What is being asked ->
List each line in the records that follow that contains the string "below", copying every such line in full. Case matters when matching.

-- BEGIN Items --

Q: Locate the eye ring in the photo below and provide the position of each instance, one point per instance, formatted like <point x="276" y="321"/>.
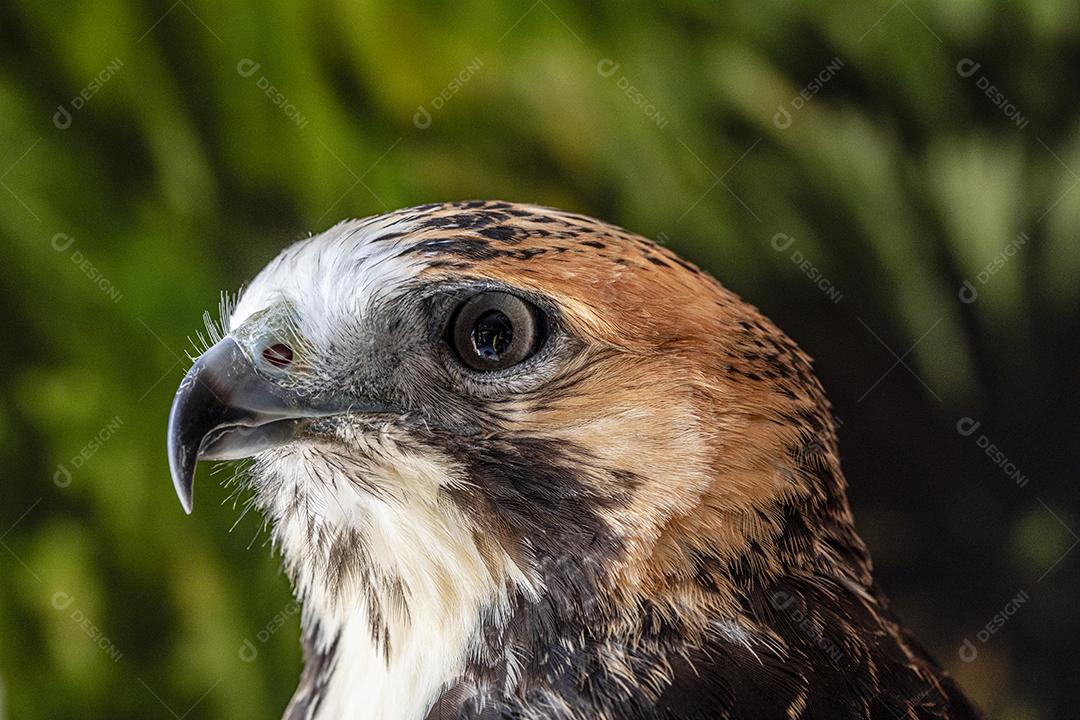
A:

-- END Items --
-- BEGIN Items --

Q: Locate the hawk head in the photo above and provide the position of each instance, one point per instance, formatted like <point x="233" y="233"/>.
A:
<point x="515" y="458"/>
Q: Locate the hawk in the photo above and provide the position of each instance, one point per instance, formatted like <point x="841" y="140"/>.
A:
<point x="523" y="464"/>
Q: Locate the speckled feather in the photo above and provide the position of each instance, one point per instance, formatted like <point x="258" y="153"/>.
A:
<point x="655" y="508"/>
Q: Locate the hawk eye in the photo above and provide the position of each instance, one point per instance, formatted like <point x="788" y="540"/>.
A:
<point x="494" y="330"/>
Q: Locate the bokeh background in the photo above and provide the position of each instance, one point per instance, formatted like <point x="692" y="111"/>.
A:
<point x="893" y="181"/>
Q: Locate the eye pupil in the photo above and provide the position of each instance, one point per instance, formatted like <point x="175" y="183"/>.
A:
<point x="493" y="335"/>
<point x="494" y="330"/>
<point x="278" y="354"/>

-- END Items --
-- BEGIN Items --

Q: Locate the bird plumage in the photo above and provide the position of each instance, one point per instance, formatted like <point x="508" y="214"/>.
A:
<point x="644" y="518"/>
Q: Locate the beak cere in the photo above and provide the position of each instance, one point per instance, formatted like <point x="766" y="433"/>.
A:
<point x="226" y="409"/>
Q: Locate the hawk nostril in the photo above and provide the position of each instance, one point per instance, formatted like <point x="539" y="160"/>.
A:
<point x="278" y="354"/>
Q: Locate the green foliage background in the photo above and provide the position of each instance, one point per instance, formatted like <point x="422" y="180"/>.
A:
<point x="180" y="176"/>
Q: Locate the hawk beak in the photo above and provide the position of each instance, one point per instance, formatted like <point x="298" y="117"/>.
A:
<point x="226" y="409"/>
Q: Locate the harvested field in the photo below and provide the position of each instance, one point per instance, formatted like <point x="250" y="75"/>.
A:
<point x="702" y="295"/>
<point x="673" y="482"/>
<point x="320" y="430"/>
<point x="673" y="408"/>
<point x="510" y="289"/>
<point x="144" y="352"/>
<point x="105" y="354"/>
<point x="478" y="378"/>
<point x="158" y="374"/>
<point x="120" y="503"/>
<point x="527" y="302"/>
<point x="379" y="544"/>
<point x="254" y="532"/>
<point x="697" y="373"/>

-- END Items --

Final answer ->
Q: Locate the eye ring in the photo below and provide the position of each instance, one point per instance, formatted like <point x="276" y="321"/>.
Q: Locate the harvested field in the photo below and provide the position of each instance, one point per instance, formatted like <point x="250" y="75"/>.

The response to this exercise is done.